Keith’s Investing Tip: It’s a harsh awakening for many but PE ratios have zero predictive value whatsoever – full stop - so don’t make the mistake of thinking they do and treating ‘em like a crystal ball. Instead, focus on refining your craft as an investor and/or a trader; there’s plenty of money to be made in both directions. The right tactics help tremendously.
I’ll have some thoughts for the OBA Family later today, btw.
3 – Microsoft’s just put the frontier in frontier investing
First, Washington just greenlit Microsoft’s export licenses to ship Nvidia’s new GB300 GPUs — roughly 60,000 chips — to the United Arab Emirates. (Read)
Microsoft is now the first U.S. company under the current administration to secure these kinds of export approvals. That means every major AI model — OpenAI, Anthropic, or otherwise — running in the UAE will effectively run through Microsoft’s pipes.
My POV: Investors who still think software is all that are missing the forest for the trees. The more profitable path is owning the infrastructure that makes AI possible.
You know what to do.
And if you don’t and would like some help, I’ll be here.
4 – Is Buffett’s cash pile the perfect “anti-indicator?”
Berkshire Hathaway’s cash pile just hit a record $381.6 billion — that’s billion with a “B.” (Read)
But not a dime in buybacks.
Most believe that Unka B. is loading up for a shopping spree because that’s the palatable public story. Or at least some version of it.
I think it reeks of paralysis.
To be fair, I’ve long suspected Buffett’s hoarding cash to spare his successors the WWWD — “What Would Warren Do?” — syndrome once he’s gone. That way they can act without ghostly second-guessing. But this goes way beyond “dry powder.”
There’s a fine line between being parked and being left behind — especially during one of the biggest technological transformations in human history.
It wouldn’t be the first time.
Berkshire has missed plenty of waves — from the rise of Apple (until very late) to AI, cloud, and clean tech.

__AIM OF THE EXERCISE__:
Transcribe the investing commentary word for word from "Berkshire Hathaway’s cash" to "and clean tech.".

__DATASET EXTRACT__:

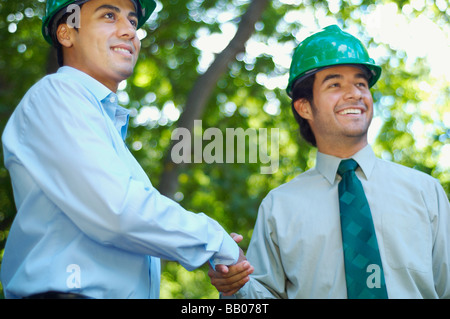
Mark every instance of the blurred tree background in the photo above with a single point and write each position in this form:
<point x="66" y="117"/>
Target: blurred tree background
<point x="178" y="80"/>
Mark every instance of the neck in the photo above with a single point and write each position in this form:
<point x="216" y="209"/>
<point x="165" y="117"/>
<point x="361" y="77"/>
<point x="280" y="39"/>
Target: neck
<point x="341" y="150"/>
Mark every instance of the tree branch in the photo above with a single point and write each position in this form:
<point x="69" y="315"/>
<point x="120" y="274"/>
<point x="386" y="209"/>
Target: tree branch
<point x="204" y="86"/>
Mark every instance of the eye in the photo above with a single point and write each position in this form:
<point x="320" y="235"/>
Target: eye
<point x="133" y="23"/>
<point x="334" y="85"/>
<point x="109" y="15"/>
<point x="361" y="84"/>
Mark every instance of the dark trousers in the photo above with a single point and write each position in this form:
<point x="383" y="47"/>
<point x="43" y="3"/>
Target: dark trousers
<point x="57" y="295"/>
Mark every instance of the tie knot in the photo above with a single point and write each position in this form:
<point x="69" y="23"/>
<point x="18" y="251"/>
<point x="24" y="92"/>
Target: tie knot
<point x="347" y="165"/>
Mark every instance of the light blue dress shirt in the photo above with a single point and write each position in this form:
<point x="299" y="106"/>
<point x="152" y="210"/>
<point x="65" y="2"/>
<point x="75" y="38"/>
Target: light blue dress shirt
<point x="88" y="218"/>
<point x="296" y="246"/>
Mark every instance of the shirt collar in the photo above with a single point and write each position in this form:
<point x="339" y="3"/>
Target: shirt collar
<point x="327" y="165"/>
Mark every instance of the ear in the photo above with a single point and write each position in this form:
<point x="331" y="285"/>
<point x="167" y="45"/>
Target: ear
<point x="303" y="108"/>
<point x="64" y="35"/>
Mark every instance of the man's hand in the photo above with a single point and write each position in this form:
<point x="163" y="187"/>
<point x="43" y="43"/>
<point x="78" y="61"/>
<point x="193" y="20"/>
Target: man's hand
<point x="229" y="279"/>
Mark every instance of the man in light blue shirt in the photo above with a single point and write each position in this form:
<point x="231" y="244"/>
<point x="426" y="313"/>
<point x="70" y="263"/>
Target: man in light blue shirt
<point x="89" y="222"/>
<point x="296" y="248"/>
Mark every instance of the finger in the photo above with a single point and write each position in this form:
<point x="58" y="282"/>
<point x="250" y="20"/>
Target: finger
<point x="236" y="237"/>
<point x="222" y="269"/>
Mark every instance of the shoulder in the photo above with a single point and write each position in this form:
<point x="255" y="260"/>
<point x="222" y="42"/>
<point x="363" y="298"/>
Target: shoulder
<point x="400" y="171"/>
<point x="397" y="175"/>
<point x="300" y="188"/>
<point x="57" y="92"/>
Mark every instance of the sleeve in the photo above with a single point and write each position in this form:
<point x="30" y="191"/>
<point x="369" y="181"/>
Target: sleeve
<point x="441" y="246"/>
<point x="66" y="146"/>
<point x="268" y="279"/>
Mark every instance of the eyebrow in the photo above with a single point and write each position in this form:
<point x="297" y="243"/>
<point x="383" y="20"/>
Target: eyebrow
<point x="339" y="76"/>
<point x="116" y="9"/>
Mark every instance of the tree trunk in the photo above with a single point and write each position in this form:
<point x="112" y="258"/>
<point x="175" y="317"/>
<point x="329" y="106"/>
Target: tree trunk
<point x="204" y="86"/>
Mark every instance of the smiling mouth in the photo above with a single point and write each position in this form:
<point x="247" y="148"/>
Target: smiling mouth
<point x="350" y="111"/>
<point x="122" y="50"/>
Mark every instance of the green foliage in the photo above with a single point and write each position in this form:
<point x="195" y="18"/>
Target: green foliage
<point x="412" y="106"/>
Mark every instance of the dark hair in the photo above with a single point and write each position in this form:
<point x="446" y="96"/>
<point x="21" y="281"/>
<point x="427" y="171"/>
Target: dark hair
<point x="56" y="44"/>
<point x="304" y="90"/>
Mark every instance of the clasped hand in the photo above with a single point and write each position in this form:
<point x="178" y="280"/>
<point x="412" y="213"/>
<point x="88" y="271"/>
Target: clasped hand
<point x="229" y="279"/>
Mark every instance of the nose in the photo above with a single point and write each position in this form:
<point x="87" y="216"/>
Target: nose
<point x="126" y="29"/>
<point x="352" y="92"/>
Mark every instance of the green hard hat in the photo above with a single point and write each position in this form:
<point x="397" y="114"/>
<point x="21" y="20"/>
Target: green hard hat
<point x="329" y="47"/>
<point x="145" y="9"/>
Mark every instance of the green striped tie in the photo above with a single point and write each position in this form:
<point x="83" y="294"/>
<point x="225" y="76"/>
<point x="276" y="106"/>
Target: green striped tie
<point x="363" y="269"/>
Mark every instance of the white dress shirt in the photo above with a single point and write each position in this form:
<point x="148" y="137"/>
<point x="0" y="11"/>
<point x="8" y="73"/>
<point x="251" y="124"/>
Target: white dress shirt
<point x="89" y="220"/>
<point x="296" y="246"/>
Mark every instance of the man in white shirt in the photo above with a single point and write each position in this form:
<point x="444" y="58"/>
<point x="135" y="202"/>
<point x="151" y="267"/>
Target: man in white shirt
<point x="89" y="223"/>
<point x="296" y="248"/>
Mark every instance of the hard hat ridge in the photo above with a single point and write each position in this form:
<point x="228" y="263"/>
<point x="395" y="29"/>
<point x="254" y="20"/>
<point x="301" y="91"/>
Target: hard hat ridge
<point x="326" y="48"/>
<point x="54" y="7"/>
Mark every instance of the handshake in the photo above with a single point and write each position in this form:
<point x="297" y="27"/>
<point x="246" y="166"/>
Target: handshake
<point x="229" y="279"/>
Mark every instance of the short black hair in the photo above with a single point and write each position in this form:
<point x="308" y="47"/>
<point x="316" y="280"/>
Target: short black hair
<point x="304" y="90"/>
<point x="60" y="20"/>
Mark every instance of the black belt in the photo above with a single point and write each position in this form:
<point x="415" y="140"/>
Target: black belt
<point x="57" y="295"/>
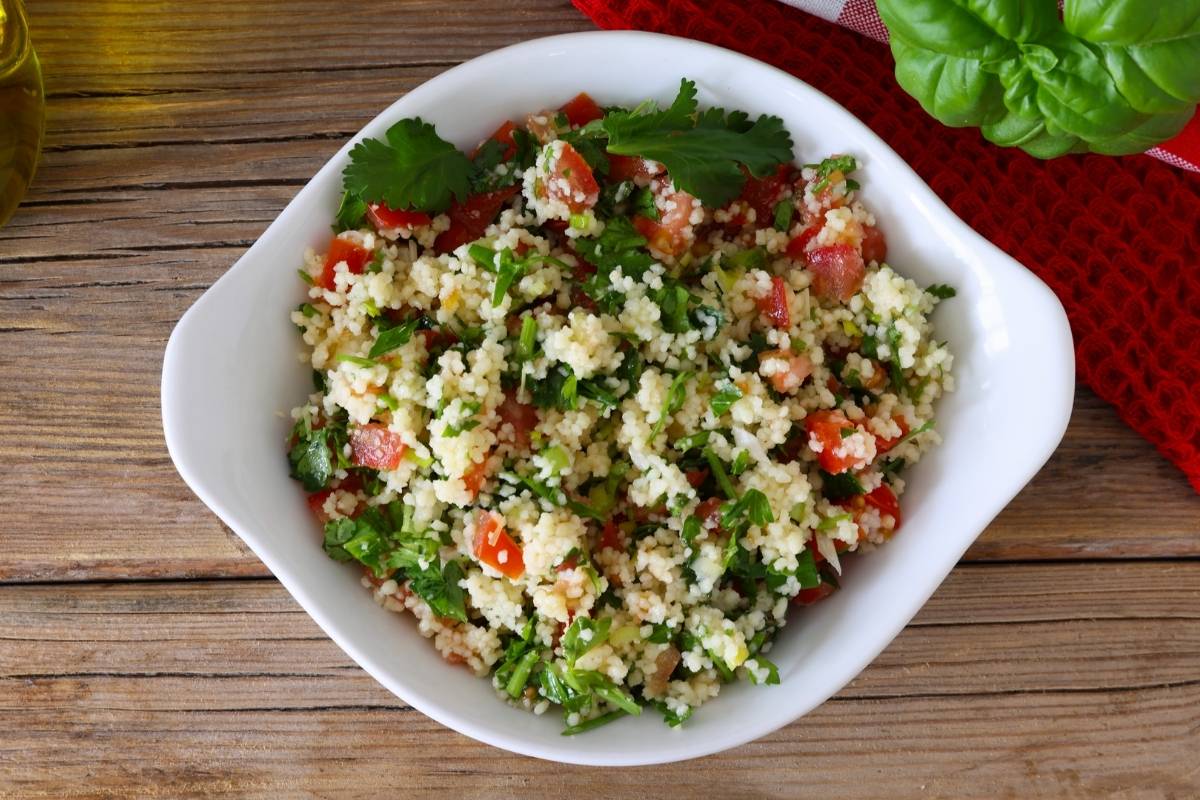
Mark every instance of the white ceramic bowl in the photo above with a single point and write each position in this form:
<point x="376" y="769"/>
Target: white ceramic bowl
<point x="231" y="370"/>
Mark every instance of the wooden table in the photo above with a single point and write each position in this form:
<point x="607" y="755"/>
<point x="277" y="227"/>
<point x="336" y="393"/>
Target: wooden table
<point x="145" y="650"/>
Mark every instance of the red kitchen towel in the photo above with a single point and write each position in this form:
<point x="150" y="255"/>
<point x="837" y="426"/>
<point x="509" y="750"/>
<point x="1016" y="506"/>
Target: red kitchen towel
<point x="862" y="16"/>
<point x="1117" y="239"/>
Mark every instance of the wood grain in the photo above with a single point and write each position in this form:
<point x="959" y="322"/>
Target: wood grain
<point x="228" y="687"/>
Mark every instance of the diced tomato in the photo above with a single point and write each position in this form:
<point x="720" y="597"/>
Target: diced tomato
<point x="582" y="109"/>
<point x="373" y="445"/>
<point x="809" y="596"/>
<point x="384" y="217"/>
<point x="875" y="245"/>
<point x="799" y="367"/>
<point x="672" y="233"/>
<point x="826" y="427"/>
<point x="838" y="271"/>
<point x="883" y="445"/>
<point x="504" y="136"/>
<point x="521" y="416"/>
<point x="342" y="251"/>
<point x="611" y="537"/>
<point x="709" y="512"/>
<point x="471" y="218"/>
<point x="571" y="181"/>
<point x="774" y="305"/>
<point x="473" y="479"/>
<point x="762" y="194"/>
<point x="317" y="505"/>
<point x="796" y="247"/>
<point x="885" y="499"/>
<point x="631" y="168"/>
<point x="496" y="548"/>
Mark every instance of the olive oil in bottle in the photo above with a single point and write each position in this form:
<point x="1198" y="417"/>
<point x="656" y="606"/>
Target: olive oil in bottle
<point x="22" y="107"/>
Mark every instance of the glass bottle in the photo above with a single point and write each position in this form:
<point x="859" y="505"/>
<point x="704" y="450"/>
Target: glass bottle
<point x="22" y="107"/>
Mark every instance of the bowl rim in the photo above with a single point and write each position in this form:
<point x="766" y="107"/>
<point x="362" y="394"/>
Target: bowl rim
<point x="425" y="702"/>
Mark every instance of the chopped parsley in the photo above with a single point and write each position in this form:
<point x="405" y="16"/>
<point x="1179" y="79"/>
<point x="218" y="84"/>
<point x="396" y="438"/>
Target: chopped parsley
<point x="701" y="150"/>
<point x="393" y="337"/>
<point x="676" y="396"/>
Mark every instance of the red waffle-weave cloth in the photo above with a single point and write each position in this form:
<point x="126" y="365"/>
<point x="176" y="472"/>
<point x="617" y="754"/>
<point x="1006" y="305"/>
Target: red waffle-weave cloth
<point x="1117" y="239"/>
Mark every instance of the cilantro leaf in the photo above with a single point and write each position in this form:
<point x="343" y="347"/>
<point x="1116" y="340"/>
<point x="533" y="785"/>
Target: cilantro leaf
<point x="702" y="151"/>
<point x="414" y="168"/>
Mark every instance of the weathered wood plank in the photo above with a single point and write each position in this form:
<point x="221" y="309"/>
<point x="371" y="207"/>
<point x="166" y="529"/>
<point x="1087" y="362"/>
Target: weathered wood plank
<point x="1083" y="685"/>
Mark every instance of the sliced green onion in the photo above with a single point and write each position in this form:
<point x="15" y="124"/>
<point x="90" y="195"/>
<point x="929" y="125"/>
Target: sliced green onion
<point x="528" y="340"/>
<point x="829" y="523"/>
<point x="484" y="257"/>
<point x="521" y="674"/>
<point x="784" y="211"/>
<point x="723" y="477"/>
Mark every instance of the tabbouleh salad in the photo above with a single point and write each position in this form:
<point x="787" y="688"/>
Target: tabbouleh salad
<point x="601" y="402"/>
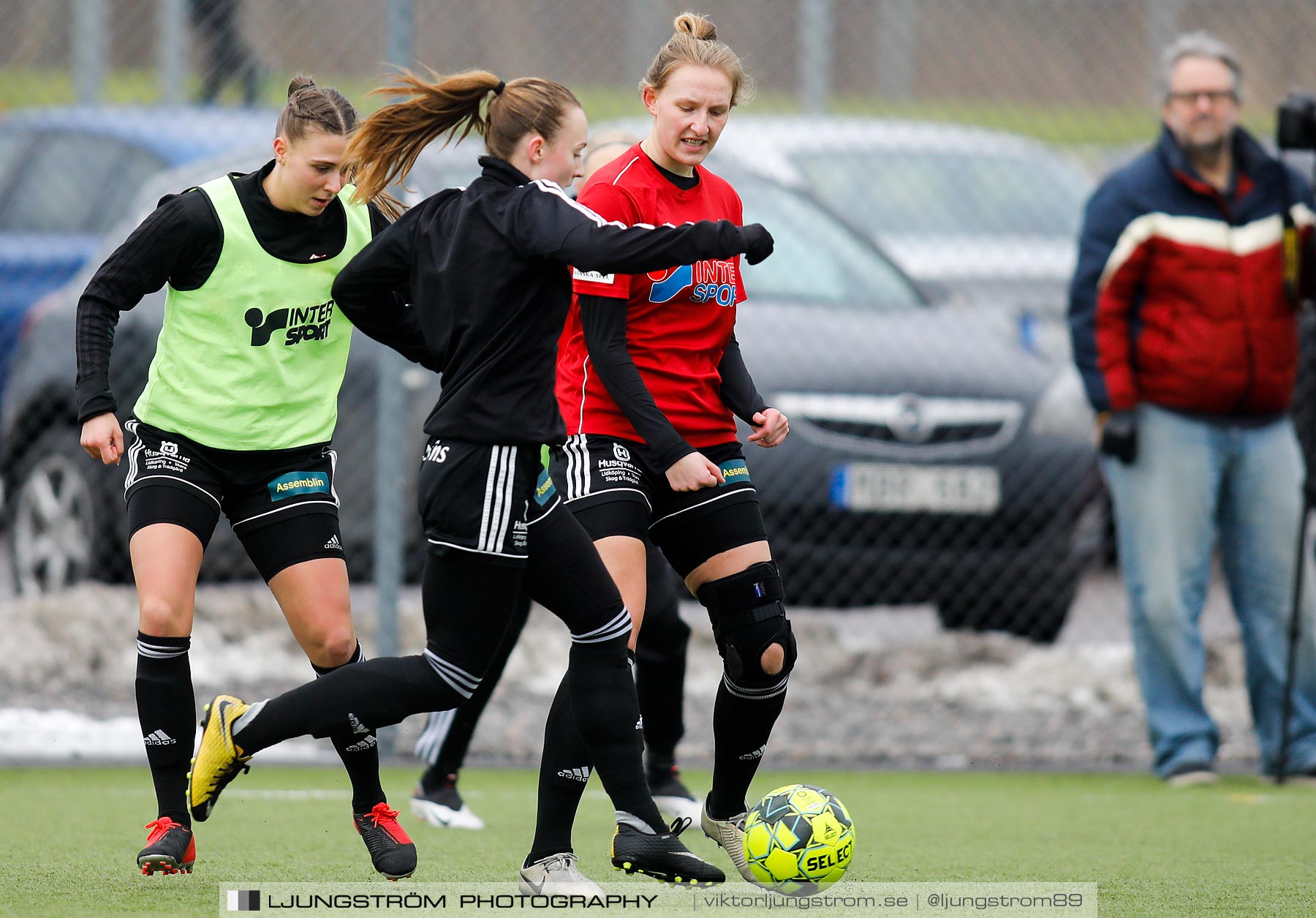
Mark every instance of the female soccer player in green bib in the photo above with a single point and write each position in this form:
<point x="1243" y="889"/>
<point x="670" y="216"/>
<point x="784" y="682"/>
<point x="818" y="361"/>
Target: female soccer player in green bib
<point x="237" y="415"/>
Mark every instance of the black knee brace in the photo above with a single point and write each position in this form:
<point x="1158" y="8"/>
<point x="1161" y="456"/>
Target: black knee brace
<point x="748" y="617"/>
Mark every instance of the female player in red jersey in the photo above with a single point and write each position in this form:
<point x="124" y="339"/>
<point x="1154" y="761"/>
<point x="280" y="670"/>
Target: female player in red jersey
<point x="651" y="394"/>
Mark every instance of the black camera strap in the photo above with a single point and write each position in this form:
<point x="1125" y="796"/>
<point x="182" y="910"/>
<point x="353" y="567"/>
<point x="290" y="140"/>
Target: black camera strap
<point x="1293" y="247"/>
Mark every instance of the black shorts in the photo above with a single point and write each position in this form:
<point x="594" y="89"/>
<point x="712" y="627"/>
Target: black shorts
<point x="281" y="502"/>
<point x="615" y="490"/>
<point x="482" y="498"/>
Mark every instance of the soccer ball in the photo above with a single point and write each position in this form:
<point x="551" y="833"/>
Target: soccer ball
<point x="798" y="839"/>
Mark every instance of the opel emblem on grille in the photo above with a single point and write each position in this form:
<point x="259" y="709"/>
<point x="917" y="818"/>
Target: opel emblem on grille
<point x="911" y="423"/>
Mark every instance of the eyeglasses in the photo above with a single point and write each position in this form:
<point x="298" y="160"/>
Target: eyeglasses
<point x="1214" y="97"/>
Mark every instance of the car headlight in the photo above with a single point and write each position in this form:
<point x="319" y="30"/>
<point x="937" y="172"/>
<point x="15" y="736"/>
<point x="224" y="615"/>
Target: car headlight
<point x="1064" y="410"/>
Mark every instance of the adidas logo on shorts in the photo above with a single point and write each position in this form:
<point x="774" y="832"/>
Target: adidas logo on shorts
<point x="363" y="746"/>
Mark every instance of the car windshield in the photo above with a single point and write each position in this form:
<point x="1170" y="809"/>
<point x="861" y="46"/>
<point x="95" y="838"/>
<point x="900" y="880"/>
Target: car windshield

__RESULT FOR THIS EXERCISE__:
Berkshire Hathaway’s cash pile just hit a record $381.6 billion — that’s billion with a “B.” (Read)
But not a dime in buybacks.
Most believe that Unka B. is loading up for a shopping spree because that’s the palatable public story. Or at least some version of it.
I think it reeks of paralysis.
To be fair, I’ve long suspected Buffett’s hoarding cash to spare his successors the WWWD — “What Would Warren Do?” — syndrome once he’s gone. That way they can act without ghostly second-guessing. But this goes way beyond “dry powder.”
There’s a fine line between being parked and being left behind — especially during one of the biggest technological transformations in human history.
It wouldn’t be the first time.
Berkshire has missed plenty of waves — from the rise of Apple (until very late) to AI, cloud, and clean tech.